Everyone has pretty much said it already but here's my take...

FWIW I have similar vices but they're made by Kuu and cheaper. I also have the Racewax brush kit. The brass brush is great for cleaning and the nylon for final prep after scraping. I don't use the horsehair much but you can if your anal about getting the best finish.

Avoid base cleaners as had been said already. Always hot scrape and you can never wax too much ... just make sure that after you wax you scrape and brush off all of the wax. The idea is to get the wax in the pores of the base not leave it on the base.

Its nice to have a waxing iron because it keeps a more constant temp but not necessary - any old iron will work. Hot scrape with soft wax (warm temp) and work up to harder (cold temp).

Edge tuning takes a bit of learning and practice but is well worth it. I keep my edges super sharp and never worry about whatever conditions I hit. I don't even detune the ends as I find it easier to control butters at high speed on edge. Not everyone likes this though.

I have one degree base bevel on all my boards and an 88 degree side on most of them except one board which I have 87 degree for max hold on ice... similar to downhill racers.

• • •

* [SHORT PROBLEM A]: In the forum post on waxing and tuning boards, what side edge angle does the writer use on the one board meant for maximum hold on ice?
The forum post and the listing come from separate sources.

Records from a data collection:
• • •

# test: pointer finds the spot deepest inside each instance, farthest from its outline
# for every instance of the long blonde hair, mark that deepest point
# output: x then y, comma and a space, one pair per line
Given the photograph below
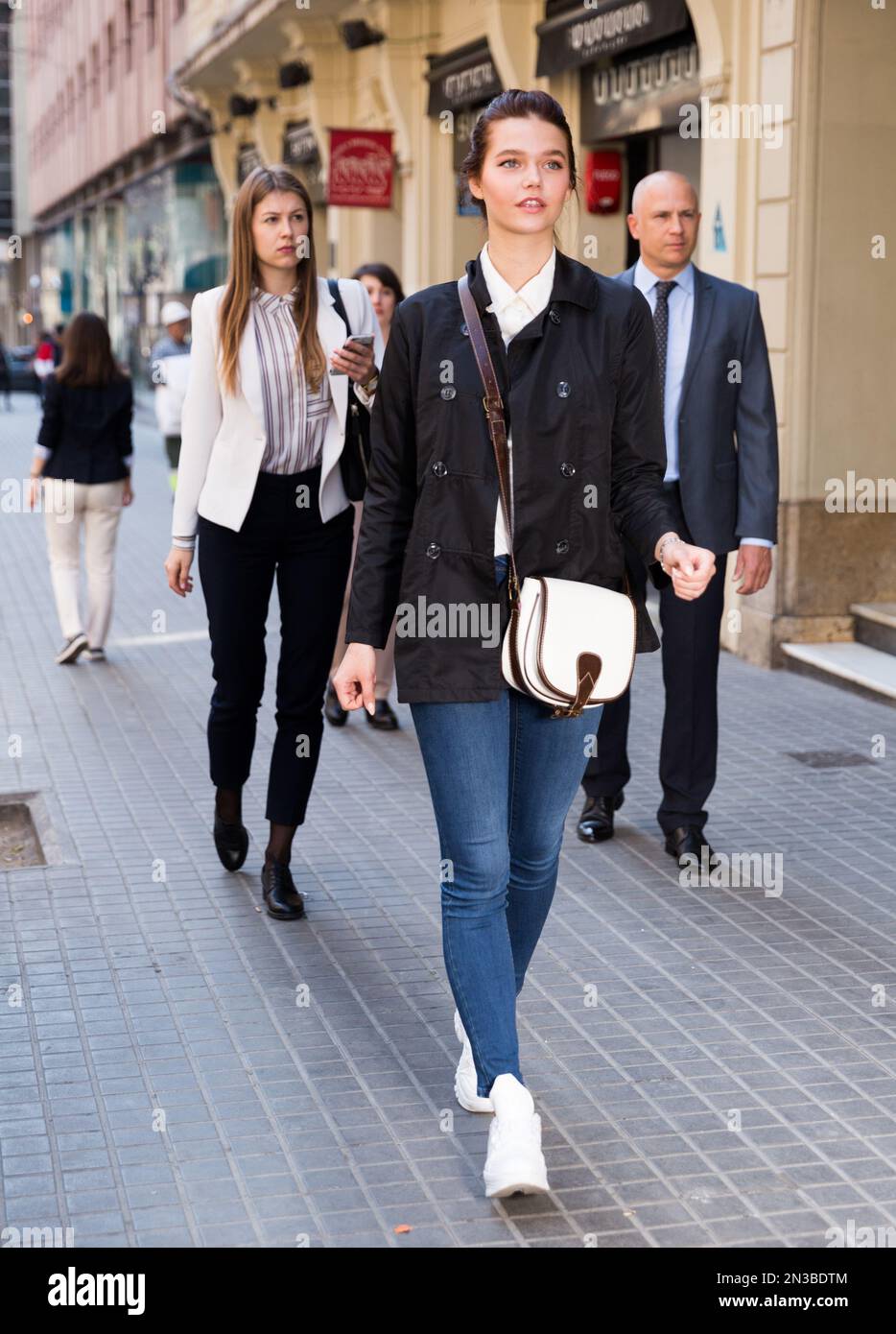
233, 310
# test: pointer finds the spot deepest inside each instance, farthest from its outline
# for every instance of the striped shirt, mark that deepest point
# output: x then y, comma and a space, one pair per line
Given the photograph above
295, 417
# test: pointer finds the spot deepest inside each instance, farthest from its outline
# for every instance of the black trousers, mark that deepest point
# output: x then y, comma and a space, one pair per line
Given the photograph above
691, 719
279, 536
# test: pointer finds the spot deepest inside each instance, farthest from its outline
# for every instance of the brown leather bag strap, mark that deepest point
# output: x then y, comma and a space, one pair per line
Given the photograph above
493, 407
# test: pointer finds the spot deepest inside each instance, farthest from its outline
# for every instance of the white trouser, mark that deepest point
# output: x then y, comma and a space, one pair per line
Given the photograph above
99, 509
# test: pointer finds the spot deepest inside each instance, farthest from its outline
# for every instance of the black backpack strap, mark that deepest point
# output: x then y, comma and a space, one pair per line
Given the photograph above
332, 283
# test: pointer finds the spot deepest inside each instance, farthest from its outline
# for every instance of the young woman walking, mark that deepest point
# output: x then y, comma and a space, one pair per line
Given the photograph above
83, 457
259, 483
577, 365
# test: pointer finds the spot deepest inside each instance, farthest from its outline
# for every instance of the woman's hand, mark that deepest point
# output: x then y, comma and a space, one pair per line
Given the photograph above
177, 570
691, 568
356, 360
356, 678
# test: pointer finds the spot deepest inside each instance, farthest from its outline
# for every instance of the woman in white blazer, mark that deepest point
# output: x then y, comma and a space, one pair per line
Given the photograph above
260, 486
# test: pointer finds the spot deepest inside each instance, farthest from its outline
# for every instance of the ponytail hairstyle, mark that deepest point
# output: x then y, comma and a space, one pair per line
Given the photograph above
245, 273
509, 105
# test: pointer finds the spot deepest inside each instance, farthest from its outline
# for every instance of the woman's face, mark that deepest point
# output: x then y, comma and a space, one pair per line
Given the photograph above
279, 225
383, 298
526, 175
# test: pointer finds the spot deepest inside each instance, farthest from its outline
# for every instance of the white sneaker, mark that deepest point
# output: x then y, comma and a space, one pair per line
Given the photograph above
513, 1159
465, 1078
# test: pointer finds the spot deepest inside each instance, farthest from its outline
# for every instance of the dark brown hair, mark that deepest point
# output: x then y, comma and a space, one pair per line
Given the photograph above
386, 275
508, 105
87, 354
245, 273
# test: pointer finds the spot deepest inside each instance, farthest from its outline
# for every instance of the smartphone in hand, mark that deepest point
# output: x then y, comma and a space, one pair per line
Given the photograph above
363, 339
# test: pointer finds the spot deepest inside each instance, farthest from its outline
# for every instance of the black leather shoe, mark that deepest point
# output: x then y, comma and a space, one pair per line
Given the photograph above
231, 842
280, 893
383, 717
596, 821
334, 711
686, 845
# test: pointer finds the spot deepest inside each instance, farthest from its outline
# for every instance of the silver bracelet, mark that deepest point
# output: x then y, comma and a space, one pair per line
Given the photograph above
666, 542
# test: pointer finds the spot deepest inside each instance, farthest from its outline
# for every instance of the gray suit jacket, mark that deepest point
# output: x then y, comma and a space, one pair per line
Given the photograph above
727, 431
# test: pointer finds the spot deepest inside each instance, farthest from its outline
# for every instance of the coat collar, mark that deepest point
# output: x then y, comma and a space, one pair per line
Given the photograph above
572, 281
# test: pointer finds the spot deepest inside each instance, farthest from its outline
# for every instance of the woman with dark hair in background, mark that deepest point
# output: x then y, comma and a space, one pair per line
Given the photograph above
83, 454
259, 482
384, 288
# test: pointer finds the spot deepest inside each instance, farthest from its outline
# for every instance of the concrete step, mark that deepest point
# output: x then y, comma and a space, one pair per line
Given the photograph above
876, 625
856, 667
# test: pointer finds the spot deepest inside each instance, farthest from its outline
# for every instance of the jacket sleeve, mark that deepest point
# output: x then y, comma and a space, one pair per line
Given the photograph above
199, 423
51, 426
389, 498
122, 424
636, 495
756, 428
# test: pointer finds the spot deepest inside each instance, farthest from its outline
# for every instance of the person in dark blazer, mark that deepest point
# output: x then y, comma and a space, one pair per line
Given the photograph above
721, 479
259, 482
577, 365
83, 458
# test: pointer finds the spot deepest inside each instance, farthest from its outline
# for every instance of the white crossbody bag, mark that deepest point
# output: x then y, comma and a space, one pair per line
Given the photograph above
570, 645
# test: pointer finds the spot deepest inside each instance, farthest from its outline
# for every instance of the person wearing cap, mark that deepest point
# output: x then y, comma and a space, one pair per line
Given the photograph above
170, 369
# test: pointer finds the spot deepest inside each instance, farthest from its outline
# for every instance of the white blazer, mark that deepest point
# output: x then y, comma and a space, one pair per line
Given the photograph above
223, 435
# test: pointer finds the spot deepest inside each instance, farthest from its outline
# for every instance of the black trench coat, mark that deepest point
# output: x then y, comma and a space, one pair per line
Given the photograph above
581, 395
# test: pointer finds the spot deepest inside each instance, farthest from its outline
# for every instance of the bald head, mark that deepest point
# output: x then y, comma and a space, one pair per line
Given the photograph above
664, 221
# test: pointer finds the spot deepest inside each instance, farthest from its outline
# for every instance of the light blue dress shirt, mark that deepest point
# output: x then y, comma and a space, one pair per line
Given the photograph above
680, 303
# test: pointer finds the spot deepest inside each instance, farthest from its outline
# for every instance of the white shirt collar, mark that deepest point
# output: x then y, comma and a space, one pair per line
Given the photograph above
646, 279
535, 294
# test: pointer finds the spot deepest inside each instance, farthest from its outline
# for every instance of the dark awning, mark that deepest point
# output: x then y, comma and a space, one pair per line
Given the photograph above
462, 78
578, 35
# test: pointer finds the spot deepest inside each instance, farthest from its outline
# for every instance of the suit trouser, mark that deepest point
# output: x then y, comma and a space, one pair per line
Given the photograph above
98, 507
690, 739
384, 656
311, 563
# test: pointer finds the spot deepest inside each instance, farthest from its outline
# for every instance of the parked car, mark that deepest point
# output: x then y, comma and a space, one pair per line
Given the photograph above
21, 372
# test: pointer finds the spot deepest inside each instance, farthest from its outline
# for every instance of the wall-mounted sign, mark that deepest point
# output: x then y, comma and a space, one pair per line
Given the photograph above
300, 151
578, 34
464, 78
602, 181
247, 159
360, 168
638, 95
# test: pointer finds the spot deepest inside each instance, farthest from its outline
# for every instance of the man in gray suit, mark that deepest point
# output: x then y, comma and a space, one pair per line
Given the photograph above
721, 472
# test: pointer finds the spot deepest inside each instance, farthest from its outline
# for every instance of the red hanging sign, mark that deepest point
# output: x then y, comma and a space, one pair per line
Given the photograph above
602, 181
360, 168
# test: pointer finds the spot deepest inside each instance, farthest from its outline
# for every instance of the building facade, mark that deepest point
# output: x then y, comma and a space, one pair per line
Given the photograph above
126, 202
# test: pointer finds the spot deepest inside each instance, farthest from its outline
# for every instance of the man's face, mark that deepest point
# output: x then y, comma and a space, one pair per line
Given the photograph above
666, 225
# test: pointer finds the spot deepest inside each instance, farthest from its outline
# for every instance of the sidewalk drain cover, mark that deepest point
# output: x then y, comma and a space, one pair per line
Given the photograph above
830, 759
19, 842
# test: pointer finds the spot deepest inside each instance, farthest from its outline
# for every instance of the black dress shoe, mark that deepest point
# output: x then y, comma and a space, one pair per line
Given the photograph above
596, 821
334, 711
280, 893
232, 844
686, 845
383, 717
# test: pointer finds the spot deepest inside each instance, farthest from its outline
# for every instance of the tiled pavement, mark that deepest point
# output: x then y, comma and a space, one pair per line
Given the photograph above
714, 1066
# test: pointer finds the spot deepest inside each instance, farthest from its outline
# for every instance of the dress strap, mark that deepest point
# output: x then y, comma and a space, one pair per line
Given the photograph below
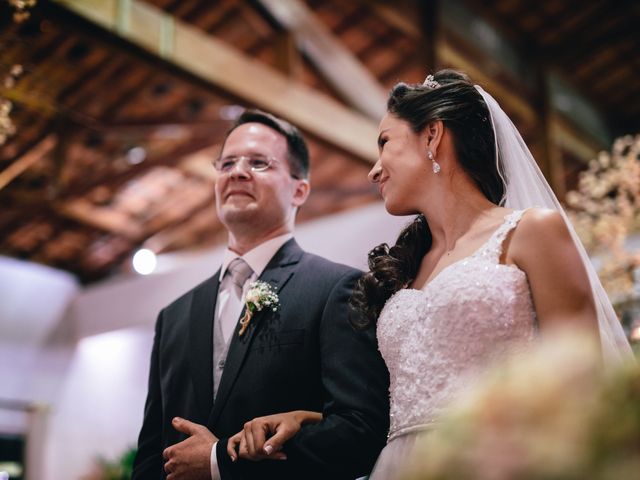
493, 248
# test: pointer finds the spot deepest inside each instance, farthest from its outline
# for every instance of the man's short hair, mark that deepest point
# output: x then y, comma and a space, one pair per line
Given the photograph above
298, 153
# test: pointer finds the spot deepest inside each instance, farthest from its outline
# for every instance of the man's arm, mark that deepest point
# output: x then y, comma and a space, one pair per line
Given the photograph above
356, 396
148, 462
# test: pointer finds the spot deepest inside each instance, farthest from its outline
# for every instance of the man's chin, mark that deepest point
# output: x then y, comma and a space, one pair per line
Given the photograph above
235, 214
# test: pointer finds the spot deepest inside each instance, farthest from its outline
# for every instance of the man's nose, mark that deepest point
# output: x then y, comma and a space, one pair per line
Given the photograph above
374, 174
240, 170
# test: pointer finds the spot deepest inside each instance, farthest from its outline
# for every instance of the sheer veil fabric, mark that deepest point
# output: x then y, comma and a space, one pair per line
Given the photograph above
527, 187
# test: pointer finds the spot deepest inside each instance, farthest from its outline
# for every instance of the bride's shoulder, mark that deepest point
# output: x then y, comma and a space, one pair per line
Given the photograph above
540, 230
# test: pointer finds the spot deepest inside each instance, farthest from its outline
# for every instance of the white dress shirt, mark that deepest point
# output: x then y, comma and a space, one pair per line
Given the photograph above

• • •

* [SHORT PROBLEM B]: Gather every line of the listing that contains the string "coat", treating uppercase and lowercase as different.

* [WORKED SOLUTION A]: 87 degrees.

* [WORKED SOLUTION B]:
# for every instance of the coat collar, mark that deepest point
# for every instance of the black trench coat, mark that deepest point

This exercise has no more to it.